** start DATA FOR THE TASK **
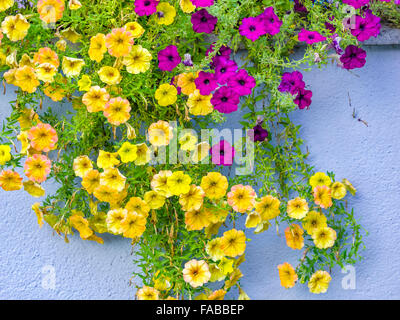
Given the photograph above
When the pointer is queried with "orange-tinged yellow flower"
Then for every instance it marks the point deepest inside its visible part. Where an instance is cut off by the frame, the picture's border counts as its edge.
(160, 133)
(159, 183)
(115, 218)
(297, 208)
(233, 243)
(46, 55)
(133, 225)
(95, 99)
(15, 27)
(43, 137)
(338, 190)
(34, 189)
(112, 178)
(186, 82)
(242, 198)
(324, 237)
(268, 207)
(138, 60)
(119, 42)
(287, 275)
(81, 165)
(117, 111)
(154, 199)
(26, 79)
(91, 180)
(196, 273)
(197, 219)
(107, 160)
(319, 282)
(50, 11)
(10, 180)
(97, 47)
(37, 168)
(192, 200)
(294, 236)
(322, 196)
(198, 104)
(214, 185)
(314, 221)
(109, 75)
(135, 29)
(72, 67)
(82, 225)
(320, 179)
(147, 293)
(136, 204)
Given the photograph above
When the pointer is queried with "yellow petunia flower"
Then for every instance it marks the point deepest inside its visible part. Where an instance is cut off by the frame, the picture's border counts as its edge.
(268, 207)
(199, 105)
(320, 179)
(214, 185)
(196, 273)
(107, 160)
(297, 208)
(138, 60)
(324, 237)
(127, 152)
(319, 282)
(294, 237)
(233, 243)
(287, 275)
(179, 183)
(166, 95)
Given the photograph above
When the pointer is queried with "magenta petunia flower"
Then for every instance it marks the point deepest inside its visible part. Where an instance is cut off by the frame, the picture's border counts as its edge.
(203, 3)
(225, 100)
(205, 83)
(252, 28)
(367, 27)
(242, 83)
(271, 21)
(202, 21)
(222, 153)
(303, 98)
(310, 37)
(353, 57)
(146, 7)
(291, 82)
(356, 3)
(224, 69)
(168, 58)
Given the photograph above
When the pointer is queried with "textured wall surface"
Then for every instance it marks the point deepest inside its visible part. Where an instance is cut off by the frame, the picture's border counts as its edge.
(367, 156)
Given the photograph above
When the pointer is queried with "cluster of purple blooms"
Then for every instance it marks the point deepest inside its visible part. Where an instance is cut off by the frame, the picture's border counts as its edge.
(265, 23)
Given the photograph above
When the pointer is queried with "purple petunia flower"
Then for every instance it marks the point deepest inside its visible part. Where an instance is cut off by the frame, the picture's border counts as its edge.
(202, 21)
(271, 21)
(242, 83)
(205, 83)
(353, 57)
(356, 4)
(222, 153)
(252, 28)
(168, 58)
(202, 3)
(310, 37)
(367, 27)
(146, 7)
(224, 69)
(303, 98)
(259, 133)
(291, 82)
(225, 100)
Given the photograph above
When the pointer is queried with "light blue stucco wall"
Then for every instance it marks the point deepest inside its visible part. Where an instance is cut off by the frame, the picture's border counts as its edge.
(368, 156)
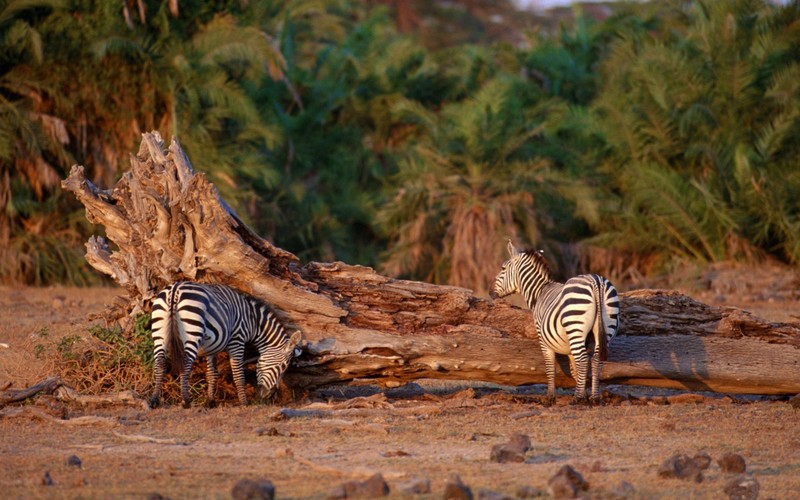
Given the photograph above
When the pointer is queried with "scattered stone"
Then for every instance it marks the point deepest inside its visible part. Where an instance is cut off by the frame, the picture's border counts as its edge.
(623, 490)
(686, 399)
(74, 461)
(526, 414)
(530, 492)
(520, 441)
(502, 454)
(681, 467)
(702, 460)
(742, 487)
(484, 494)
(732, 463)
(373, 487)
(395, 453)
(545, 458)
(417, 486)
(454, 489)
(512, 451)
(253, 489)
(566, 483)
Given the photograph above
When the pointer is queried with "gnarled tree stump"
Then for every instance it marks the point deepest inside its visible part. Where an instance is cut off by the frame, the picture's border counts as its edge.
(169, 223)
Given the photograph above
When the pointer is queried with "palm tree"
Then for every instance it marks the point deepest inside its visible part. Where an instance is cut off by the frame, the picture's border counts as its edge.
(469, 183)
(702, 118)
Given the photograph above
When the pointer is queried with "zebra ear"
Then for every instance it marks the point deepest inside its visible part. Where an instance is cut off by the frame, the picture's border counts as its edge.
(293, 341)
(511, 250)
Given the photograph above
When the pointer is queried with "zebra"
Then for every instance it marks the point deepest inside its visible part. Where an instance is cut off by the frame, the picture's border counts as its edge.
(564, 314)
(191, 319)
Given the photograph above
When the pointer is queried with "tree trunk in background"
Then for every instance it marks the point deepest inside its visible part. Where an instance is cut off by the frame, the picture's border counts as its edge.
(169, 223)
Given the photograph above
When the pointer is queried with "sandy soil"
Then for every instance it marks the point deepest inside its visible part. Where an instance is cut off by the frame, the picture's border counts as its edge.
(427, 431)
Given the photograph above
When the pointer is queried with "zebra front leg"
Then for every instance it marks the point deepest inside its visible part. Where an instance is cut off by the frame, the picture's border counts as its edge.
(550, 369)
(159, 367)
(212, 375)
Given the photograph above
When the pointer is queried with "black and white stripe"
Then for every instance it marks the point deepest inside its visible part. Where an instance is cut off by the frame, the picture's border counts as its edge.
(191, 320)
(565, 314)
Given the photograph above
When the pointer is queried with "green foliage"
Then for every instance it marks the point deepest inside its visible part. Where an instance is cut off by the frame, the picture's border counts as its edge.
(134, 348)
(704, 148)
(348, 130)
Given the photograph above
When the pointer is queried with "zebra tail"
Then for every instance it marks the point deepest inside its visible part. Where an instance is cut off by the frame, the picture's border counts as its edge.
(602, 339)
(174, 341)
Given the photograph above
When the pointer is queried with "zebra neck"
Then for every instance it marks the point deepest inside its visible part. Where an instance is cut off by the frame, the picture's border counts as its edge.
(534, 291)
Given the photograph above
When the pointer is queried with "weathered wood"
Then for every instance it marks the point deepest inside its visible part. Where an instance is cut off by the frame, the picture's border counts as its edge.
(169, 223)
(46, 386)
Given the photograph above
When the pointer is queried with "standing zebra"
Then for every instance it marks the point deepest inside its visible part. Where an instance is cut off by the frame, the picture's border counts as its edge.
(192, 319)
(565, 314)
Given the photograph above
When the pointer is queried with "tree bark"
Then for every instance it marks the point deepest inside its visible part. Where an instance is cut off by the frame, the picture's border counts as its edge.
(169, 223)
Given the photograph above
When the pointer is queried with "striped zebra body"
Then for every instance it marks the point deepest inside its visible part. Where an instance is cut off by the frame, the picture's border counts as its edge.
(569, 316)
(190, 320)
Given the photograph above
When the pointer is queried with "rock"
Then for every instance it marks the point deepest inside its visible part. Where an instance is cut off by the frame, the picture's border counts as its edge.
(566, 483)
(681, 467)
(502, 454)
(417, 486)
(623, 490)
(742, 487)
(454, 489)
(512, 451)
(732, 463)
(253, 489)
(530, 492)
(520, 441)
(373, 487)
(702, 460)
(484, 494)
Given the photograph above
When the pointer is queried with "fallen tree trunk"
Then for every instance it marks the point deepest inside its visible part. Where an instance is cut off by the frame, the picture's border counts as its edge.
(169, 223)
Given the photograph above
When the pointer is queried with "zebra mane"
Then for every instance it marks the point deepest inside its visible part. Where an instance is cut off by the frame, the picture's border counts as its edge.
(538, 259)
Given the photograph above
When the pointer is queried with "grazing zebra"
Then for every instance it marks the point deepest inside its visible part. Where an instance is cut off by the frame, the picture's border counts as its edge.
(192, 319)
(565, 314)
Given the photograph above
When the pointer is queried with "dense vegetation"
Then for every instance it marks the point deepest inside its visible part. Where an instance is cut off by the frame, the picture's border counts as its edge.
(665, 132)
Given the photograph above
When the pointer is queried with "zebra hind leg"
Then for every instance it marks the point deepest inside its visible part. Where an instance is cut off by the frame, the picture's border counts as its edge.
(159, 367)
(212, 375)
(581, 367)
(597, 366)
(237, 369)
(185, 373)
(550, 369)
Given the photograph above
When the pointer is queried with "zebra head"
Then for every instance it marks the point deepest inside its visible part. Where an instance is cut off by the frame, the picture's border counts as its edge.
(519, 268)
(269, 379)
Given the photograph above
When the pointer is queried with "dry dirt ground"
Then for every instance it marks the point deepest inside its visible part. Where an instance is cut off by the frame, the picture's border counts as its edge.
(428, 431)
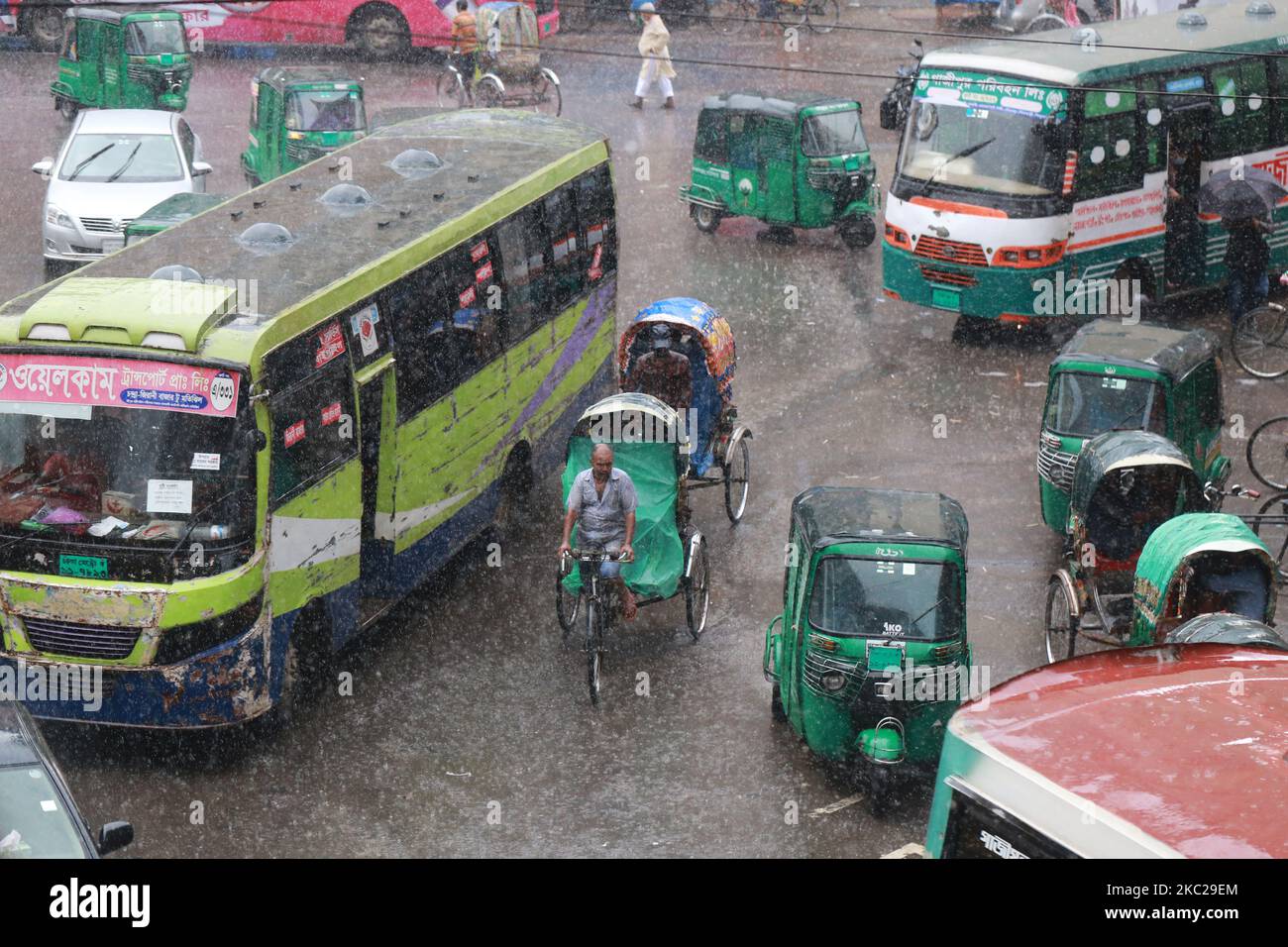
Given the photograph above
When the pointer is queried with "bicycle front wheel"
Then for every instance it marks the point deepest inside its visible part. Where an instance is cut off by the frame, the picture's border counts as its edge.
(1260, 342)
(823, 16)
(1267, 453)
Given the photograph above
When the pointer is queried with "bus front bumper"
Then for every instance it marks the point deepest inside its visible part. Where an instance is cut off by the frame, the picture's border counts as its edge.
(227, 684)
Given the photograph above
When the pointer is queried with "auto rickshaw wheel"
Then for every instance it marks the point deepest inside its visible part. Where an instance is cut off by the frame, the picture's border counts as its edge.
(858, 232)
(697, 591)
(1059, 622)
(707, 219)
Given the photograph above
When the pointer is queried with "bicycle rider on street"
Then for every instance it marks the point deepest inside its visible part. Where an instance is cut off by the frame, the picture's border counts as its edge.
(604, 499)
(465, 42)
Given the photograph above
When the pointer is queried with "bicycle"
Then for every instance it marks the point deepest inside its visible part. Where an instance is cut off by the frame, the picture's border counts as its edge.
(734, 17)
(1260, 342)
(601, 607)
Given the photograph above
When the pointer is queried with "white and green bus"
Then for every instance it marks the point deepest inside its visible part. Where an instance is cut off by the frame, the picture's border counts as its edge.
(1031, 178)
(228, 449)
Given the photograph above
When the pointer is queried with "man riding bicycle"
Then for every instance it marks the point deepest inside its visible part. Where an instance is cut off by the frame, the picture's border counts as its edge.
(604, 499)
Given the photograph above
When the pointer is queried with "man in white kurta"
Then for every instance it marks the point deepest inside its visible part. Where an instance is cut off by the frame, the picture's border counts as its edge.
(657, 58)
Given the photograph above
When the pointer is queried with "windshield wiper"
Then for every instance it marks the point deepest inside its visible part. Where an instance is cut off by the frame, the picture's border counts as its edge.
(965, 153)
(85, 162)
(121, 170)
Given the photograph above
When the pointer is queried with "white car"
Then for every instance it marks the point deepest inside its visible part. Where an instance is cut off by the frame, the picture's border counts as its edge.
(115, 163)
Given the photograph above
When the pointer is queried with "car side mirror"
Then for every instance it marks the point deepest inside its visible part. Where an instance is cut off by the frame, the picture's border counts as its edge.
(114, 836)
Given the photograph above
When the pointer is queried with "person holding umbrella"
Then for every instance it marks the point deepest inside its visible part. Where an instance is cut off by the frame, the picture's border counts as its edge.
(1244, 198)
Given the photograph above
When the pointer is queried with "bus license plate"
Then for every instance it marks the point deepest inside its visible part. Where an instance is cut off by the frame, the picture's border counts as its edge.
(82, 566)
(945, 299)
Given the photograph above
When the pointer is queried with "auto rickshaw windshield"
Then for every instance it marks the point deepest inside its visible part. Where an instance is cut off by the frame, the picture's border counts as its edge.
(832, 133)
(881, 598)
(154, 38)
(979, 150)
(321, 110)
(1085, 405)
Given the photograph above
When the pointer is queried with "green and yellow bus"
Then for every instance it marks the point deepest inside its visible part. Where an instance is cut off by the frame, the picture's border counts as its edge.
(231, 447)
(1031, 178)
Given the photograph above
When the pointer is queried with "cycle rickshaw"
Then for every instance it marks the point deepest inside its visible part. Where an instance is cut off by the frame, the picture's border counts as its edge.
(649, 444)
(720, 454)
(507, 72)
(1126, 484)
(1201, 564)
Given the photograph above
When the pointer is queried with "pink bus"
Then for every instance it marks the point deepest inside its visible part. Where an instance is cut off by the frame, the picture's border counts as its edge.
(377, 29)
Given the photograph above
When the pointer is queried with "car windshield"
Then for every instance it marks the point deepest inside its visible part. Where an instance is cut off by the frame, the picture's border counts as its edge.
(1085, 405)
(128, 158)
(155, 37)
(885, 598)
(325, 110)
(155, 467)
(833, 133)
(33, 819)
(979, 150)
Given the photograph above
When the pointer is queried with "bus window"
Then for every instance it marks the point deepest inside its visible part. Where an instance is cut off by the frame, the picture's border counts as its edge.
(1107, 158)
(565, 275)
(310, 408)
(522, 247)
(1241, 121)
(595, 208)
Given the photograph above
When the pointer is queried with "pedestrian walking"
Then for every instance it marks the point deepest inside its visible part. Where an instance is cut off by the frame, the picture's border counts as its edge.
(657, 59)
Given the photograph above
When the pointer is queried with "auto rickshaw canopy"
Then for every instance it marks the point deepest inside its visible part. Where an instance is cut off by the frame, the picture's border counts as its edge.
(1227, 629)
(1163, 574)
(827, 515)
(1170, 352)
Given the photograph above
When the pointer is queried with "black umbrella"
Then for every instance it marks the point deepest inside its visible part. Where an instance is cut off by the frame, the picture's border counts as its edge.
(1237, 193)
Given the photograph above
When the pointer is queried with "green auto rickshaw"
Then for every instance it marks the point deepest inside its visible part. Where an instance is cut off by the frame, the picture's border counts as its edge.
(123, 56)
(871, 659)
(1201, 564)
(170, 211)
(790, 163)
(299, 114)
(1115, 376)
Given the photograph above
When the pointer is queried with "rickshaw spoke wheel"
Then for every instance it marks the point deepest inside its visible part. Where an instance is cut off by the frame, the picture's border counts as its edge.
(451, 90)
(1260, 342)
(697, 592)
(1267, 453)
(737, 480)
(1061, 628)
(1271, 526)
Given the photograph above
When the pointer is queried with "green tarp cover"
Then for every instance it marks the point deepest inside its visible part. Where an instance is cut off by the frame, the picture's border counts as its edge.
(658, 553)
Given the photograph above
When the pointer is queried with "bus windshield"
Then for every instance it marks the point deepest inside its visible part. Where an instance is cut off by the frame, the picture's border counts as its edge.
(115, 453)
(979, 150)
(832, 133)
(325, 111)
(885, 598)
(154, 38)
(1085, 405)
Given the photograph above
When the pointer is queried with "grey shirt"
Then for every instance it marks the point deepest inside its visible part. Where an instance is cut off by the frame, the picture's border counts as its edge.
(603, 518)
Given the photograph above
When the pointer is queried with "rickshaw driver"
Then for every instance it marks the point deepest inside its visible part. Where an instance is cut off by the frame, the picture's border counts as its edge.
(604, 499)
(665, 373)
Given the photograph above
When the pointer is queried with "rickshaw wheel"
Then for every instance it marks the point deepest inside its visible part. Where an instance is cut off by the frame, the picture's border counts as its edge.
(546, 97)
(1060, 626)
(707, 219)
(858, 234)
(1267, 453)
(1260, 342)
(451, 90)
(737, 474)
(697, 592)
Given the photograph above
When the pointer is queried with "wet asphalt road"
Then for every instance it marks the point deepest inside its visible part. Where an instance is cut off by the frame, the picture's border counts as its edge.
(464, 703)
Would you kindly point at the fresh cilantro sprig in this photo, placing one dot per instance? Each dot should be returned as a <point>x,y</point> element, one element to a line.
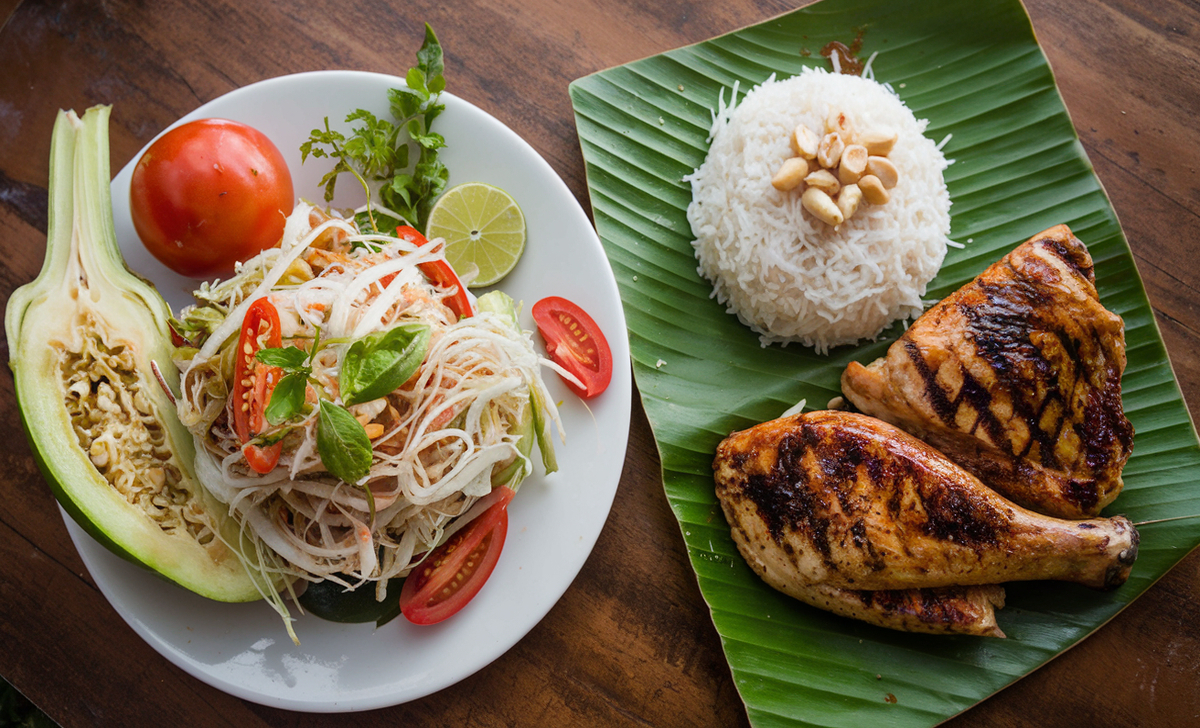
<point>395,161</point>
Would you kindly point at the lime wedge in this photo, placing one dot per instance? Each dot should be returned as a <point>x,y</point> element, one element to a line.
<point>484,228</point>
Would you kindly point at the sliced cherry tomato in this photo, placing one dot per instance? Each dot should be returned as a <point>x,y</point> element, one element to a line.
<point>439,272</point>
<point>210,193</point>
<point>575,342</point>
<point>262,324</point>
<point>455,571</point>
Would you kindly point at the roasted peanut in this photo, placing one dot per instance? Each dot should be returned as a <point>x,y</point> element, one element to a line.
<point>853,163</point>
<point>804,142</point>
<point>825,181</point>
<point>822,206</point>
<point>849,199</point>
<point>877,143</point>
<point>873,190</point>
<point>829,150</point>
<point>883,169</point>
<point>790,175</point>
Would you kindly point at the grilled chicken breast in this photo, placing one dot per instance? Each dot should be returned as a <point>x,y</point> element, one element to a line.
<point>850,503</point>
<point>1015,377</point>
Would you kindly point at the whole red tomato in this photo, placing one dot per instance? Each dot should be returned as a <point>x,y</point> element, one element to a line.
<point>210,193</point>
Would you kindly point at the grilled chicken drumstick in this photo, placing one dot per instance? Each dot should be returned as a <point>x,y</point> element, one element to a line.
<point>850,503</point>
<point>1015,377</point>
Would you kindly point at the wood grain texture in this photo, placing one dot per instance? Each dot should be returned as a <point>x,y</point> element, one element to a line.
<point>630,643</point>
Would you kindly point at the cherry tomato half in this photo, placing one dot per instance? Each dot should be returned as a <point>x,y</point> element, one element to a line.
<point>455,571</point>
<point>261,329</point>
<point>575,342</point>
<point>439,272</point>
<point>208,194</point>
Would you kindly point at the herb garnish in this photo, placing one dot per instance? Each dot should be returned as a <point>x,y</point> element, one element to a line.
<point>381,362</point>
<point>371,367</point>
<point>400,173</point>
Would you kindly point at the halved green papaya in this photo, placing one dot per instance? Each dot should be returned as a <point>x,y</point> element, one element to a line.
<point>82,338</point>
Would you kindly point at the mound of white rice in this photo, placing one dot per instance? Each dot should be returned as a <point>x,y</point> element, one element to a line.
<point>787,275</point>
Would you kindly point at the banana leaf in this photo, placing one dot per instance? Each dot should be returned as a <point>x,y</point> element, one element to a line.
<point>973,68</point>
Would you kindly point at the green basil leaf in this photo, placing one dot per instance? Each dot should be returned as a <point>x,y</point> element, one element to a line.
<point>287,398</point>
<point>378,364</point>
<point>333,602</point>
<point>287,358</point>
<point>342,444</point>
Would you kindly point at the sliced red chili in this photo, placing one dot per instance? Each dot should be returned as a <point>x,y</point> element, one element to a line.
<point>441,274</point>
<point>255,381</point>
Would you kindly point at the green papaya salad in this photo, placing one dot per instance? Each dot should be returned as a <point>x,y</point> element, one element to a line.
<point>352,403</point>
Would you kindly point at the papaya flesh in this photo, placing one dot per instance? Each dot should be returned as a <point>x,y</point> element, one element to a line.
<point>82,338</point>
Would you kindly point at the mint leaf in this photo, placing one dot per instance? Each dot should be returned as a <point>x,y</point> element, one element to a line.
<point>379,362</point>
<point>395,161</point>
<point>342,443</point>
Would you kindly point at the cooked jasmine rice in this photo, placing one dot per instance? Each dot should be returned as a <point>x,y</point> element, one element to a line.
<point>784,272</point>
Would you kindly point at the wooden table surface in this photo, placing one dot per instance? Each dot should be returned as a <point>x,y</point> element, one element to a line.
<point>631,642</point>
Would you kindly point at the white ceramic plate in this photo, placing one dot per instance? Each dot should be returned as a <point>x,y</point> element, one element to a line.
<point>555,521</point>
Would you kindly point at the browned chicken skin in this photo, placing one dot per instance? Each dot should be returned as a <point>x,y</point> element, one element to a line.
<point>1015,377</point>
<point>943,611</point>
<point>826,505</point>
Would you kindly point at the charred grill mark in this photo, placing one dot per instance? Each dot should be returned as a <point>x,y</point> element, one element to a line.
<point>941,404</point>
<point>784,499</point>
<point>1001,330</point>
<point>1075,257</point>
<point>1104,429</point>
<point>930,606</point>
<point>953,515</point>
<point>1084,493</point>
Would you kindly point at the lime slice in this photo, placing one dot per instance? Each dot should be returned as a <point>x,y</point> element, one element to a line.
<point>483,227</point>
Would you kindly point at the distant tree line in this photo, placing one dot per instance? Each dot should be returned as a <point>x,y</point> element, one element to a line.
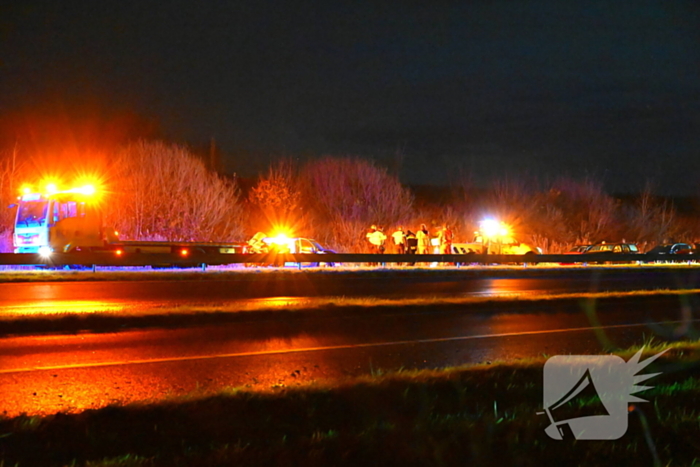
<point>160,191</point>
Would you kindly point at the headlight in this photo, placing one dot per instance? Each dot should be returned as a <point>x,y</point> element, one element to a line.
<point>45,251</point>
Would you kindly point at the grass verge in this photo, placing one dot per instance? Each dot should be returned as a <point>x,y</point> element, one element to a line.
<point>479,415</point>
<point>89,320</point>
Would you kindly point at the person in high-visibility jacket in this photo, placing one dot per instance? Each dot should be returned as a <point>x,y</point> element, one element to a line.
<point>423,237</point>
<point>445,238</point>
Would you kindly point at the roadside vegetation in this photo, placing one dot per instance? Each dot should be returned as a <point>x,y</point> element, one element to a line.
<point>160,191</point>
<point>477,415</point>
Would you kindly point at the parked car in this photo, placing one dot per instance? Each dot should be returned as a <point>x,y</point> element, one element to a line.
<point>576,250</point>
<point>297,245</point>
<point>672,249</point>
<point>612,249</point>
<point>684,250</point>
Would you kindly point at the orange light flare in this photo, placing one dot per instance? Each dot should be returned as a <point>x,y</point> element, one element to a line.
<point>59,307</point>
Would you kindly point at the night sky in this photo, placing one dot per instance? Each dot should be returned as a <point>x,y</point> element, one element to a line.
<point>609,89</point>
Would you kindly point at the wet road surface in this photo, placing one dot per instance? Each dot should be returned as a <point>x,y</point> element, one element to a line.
** end DATA FOR THE TASK **
| AIM OF THE EXERCISE |
Copy out the lines from the line containing "Would you kindly point at the grass" to the end of the listing above, without alteration.

| OUTPUT FOR THIS EXERCISE |
Would you kindly point at the grass verge in this photo, placing one dot per instance? Each dot should be returned as a <point>x,y</point> element, one element to a line.
<point>479,415</point>
<point>89,320</point>
Would you kindly point at the person in high-visibility jacket in this photo, placing one dot per instance? Each dot should be returned as a <point>x,y</point> element, one element to a line.
<point>423,237</point>
<point>445,238</point>
Would you kindly point at the roadside vegetation in this photo, placing one dot per instance? Each dot should be returned as a <point>x,y</point> element, one element to a line.
<point>160,191</point>
<point>477,415</point>
Would you kindly point at the parked car in this photo, placing one dot per instance? Each dot should be returned as a <point>x,y</point> element, one element to a line.
<point>576,250</point>
<point>297,245</point>
<point>672,249</point>
<point>612,249</point>
<point>684,250</point>
Would you kindly point at the orange light flare in this photo, placing one dot per instance? Each dot should be returned as a <point>x,y</point> element, one element to a line.
<point>59,307</point>
Would you kindly point at the night sky in this photo, placing one dot per instance? Each dot should be returned as a <point>x,y</point> element, one element to a line.
<point>609,89</point>
Would you kindly point at the wet road surface in this photo, placing one dot per instance? Each dot should be returned as a <point>x,y</point> element, one element to a line.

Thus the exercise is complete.